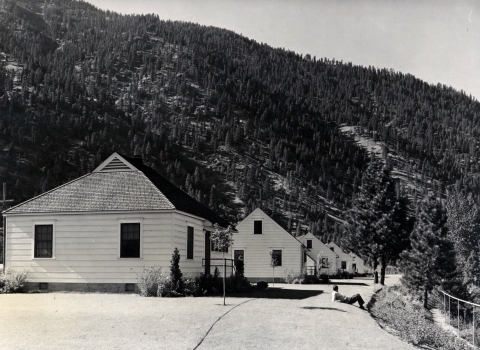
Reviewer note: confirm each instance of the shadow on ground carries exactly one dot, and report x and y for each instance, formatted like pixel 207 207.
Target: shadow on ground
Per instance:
pixel 348 283
pixel 321 308
pixel 279 293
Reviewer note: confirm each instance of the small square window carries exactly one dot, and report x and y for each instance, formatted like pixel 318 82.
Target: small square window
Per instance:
pixel 190 242
pixel 130 240
pixel 43 241
pixel 277 254
pixel 257 227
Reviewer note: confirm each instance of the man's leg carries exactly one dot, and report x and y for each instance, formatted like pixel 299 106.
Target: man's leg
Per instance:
pixel 355 298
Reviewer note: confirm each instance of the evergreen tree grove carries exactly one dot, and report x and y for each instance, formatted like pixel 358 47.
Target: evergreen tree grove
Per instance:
pixel 378 224
pixel 430 261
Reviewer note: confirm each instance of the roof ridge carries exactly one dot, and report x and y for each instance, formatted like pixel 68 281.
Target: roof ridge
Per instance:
pixel 45 193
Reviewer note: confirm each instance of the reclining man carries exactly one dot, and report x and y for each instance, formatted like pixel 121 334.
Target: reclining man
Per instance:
pixel 336 296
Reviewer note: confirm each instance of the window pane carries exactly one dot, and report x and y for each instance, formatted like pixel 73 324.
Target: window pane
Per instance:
pixel 257 227
pixel 278 255
pixel 130 240
pixel 43 241
pixel 189 242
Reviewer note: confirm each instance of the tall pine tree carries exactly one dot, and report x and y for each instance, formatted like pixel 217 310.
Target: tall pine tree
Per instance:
pixel 378 224
pixel 430 261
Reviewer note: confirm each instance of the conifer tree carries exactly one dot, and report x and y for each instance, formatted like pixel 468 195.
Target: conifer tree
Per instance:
pixel 430 261
pixel 378 225
pixel 175 272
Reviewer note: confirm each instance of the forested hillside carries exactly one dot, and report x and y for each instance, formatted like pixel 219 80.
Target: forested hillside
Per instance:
pixel 235 123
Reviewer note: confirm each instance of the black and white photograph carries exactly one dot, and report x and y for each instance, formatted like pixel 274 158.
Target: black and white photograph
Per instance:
pixel 240 174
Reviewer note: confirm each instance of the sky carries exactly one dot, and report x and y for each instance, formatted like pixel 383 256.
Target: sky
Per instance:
pixel 436 40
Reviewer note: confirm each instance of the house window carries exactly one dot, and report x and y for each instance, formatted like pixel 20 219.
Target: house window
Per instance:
pixel 189 242
pixel 130 240
pixel 277 254
pixel 43 241
pixel 257 227
pixel 215 249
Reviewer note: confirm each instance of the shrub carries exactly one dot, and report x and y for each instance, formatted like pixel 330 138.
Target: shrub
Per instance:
pixel 209 284
pixel 403 312
pixel 13 281
pixel 190 287
pixel 310 279
pixel 238 284
pixel 148 281
pixel 262 285
pixel 323 278
pixel 290 276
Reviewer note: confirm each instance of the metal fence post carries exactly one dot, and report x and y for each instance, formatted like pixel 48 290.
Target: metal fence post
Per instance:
pixel 473 324
pixel 458 318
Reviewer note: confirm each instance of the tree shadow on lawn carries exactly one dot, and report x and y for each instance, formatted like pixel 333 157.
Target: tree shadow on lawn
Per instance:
pixel 278 293
pixel 321 308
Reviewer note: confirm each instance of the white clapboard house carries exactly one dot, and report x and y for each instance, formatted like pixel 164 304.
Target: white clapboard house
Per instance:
pixel 257 236
pixel 98 232
pixel 321 252
pixel 349 262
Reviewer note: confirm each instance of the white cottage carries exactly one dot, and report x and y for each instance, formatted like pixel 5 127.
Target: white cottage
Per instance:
pixel 98 232
pixel 257 236
pixel 317 248
pixel 348 262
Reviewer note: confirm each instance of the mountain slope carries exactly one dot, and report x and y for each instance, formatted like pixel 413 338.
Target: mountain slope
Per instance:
pixel 234 123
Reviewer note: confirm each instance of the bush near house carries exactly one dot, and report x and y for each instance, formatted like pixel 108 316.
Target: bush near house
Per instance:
pixel 13 281
pixel 395 308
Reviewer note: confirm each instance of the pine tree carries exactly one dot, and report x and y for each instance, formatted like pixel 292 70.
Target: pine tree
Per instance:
pixel 464 229
pixel 378 225
pixel 430 262
pixel 176 273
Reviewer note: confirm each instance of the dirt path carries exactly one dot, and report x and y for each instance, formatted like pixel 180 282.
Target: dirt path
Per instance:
pixel 304 323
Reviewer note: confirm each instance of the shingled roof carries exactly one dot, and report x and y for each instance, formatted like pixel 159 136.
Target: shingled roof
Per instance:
pixel 118 184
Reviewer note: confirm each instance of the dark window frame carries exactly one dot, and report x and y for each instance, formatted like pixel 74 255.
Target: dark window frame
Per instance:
pixel 275 252
pixel 130 246
pixel 43 241
pixel 190 242
pixel 257 227
pixel 214 249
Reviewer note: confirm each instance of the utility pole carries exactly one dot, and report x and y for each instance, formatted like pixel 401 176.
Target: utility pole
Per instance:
pixel 5 202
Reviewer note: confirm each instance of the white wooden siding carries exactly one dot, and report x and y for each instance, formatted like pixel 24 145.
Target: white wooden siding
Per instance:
pixel 87 246
pixel 257 247
pixel 317 247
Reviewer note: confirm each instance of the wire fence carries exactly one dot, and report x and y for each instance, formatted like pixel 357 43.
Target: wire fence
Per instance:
pixel 462 315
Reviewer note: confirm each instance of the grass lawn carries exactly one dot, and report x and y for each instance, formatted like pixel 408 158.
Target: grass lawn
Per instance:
pixel 284 317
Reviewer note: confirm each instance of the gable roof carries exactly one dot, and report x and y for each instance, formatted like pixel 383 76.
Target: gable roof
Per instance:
pixel 257 211
pixel 118 184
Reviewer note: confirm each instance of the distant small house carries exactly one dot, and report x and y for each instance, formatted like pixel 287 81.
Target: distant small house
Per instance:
pixel 98 232
pixel 347 262
pixel 317 248
pixel 257 236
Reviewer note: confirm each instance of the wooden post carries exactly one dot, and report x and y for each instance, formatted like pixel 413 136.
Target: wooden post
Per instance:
pixel 224 275
pixel 458 318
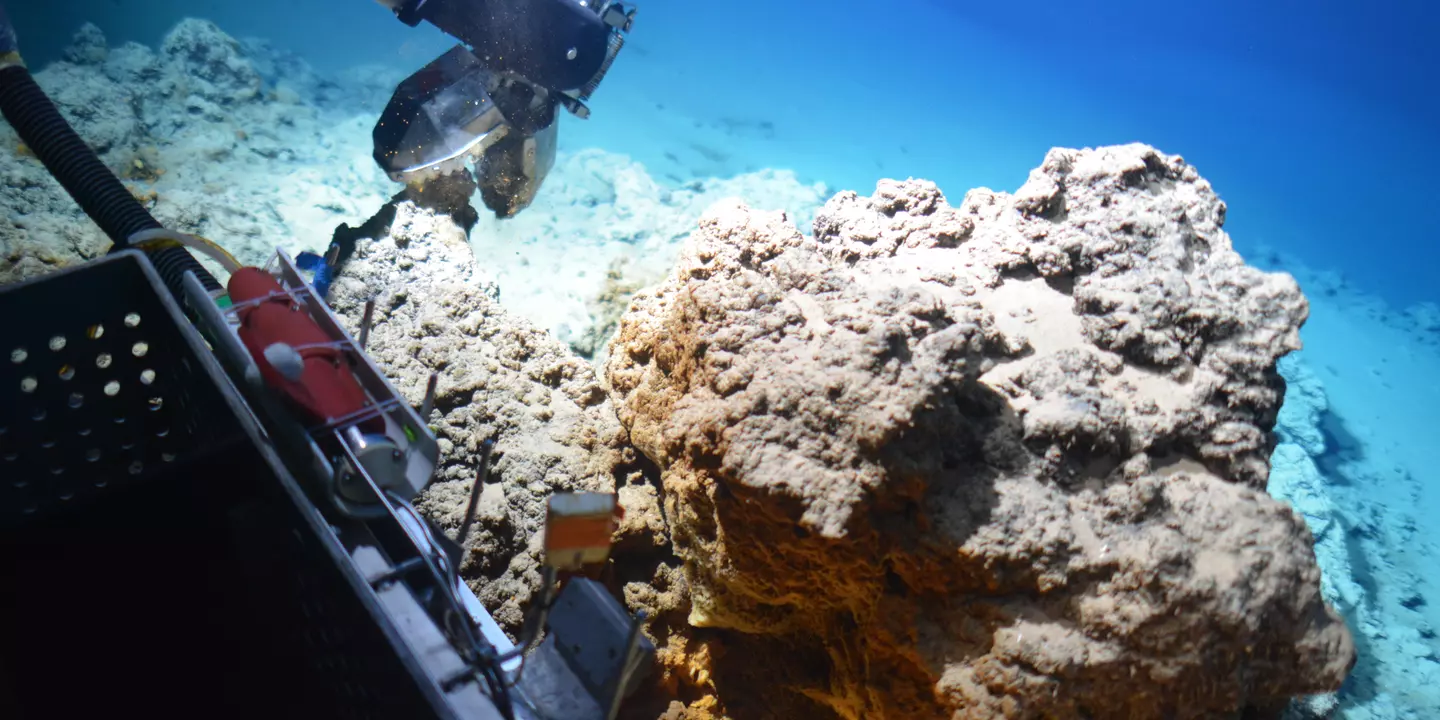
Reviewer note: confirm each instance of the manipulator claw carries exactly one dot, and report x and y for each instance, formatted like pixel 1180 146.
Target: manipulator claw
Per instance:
pixel 496 102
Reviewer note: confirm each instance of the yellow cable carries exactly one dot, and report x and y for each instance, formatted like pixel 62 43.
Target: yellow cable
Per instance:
pixel 163 238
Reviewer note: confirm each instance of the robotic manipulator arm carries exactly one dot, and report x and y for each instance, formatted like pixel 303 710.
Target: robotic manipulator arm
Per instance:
pixel 494 100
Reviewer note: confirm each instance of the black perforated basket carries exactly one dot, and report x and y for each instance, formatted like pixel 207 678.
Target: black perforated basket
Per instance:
pixel 156 558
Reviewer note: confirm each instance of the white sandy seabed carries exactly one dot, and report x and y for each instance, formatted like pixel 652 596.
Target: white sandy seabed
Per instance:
pixel 258 151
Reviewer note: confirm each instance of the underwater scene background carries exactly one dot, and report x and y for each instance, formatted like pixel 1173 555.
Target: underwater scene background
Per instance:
pixel 1314 123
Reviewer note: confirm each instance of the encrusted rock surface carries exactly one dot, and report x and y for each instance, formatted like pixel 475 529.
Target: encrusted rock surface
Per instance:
pixel 501 379
pixel 1000 460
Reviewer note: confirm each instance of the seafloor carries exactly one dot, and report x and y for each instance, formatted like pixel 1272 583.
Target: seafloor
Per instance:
pixel 242 143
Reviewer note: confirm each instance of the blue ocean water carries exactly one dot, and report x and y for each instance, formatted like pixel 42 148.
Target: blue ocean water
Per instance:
pixel 1315 121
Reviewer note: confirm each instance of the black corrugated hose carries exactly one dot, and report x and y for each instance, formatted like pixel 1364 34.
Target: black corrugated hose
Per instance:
pixel 77 167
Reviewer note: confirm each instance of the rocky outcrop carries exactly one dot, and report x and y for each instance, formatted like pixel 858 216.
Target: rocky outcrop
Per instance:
pixel 1000 460
pixel 500 379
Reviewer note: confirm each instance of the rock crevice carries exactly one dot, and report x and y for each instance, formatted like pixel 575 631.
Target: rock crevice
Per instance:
pixel 994 460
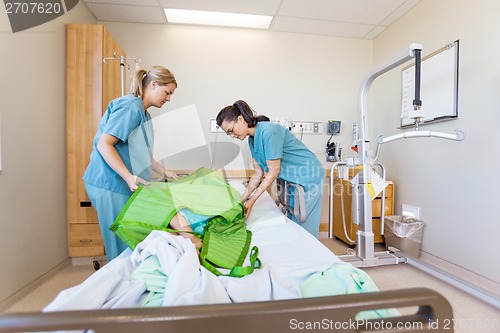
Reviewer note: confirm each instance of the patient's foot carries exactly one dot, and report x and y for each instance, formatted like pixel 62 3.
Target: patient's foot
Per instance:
pixel 195 240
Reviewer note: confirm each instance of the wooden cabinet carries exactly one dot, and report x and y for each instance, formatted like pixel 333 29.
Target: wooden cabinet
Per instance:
pixel 342 206
pixel 90 86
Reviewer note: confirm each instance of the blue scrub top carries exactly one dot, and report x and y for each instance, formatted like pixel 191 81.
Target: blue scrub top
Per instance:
pixel 299 165
pixel 125 119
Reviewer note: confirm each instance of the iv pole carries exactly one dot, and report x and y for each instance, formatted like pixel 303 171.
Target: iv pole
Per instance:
pixel 122 60
pixel 365 256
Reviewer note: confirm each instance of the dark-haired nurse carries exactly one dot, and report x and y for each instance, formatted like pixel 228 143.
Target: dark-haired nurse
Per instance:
pixel 277 153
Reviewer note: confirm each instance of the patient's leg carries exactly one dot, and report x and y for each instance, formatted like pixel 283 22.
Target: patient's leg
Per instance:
pixel 180 223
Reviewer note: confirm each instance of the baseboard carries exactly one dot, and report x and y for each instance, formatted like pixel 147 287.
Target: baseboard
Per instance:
pixel 462 273
pixel 15 297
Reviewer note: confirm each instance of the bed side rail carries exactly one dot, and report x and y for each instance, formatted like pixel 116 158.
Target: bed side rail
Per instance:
pixel 310 314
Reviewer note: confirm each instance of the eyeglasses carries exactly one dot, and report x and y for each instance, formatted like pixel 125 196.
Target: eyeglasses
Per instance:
pixel 230 130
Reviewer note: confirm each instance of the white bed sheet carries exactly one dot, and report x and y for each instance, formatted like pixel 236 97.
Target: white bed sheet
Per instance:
pixel 289 255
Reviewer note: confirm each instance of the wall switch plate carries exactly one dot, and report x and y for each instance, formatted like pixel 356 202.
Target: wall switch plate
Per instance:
pixel 333 126
pixel 410 211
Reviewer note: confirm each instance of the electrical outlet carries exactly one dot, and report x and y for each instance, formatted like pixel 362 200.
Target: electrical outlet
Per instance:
pixel 307 127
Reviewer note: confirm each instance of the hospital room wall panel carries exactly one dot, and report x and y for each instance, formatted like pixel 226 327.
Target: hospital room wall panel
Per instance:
pixel 454 183
pixel 90 85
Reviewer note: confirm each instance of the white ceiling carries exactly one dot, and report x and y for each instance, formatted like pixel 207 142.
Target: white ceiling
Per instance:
pixel 363 19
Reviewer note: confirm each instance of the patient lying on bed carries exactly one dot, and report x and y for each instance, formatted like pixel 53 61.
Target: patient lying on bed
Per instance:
pixel 164 270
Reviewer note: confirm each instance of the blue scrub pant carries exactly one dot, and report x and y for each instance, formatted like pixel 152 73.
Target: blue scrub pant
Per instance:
pixel 314 199
pixel 108 205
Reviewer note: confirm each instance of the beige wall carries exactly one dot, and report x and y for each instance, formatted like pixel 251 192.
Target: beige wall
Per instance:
pixel 453 183
pixel 301 77
pixel 281 75
pixel 32 182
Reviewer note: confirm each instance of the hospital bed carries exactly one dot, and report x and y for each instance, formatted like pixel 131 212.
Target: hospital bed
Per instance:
pixel 273 298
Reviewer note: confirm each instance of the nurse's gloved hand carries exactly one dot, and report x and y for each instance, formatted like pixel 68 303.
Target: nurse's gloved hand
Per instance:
pixel 135 181
pixel 170 174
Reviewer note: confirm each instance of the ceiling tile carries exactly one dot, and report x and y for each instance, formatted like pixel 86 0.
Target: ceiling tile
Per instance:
pixel 400 11
pixel 260 7
pixel 127 13
pixel 344 18
pixel 125 2
pixel 353 11
pixel 329 28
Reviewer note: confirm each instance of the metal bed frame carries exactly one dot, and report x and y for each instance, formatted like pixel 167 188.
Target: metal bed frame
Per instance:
pixel 314 314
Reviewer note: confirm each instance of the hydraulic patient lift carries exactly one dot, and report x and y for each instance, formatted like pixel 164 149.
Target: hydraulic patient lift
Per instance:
pixel 362 202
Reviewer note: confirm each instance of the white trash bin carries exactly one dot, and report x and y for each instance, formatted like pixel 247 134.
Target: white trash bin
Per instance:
pixel 404 233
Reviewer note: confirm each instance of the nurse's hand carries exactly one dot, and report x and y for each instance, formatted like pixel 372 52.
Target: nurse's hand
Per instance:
pixel 135 181
pixel 248 206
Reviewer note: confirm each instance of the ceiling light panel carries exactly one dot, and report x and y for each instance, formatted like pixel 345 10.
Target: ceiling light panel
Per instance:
pixel 217 18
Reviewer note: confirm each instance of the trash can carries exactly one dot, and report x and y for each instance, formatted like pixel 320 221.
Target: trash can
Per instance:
pixel 404 233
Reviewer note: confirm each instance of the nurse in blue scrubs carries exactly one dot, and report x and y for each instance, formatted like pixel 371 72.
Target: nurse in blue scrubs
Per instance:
pixel 122 155
pixel 277 153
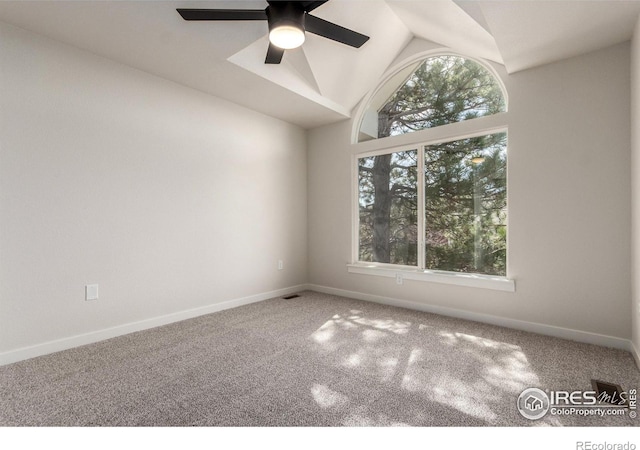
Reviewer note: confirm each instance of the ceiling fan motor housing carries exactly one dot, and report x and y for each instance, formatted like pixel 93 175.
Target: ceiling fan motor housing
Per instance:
pixel 289 14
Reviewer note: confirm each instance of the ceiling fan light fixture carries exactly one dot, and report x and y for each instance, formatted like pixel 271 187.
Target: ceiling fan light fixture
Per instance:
pixel 286 36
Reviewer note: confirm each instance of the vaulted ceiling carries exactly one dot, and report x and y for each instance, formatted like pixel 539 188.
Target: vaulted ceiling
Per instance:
pixel 322 81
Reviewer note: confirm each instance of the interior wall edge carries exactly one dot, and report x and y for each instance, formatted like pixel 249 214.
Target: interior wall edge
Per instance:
pixel 69 342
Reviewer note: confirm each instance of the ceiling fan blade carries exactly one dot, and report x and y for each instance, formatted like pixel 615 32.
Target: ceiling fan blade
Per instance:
pixel 310 6
pixel 222 14
pixel 274 54
pixel 334 32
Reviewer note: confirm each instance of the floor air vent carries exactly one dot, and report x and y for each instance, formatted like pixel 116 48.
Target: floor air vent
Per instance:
pixel 608 392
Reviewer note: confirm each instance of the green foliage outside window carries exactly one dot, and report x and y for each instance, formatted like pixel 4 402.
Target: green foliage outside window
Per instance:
pixel 464 214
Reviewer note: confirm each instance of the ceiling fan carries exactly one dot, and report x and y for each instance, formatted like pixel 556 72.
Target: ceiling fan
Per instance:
pixel 287 20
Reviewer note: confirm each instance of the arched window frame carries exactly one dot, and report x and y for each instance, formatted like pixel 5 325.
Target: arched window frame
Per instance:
pixel 481 126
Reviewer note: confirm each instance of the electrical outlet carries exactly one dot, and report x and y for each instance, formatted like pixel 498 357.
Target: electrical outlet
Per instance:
pixel 91 292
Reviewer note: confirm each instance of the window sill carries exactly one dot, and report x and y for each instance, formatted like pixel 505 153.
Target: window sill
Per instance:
pixel 458 279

_ _ _ _ _ _ _

Your objective: Copy every line of the listing that includes the string "room".

Answer:
Reviewer note: confirm each instance of the hospital room wall panel carries exactly one dot, and report x and y for each instance, formatted like pixel 226 327.
Target: hospital room wall panel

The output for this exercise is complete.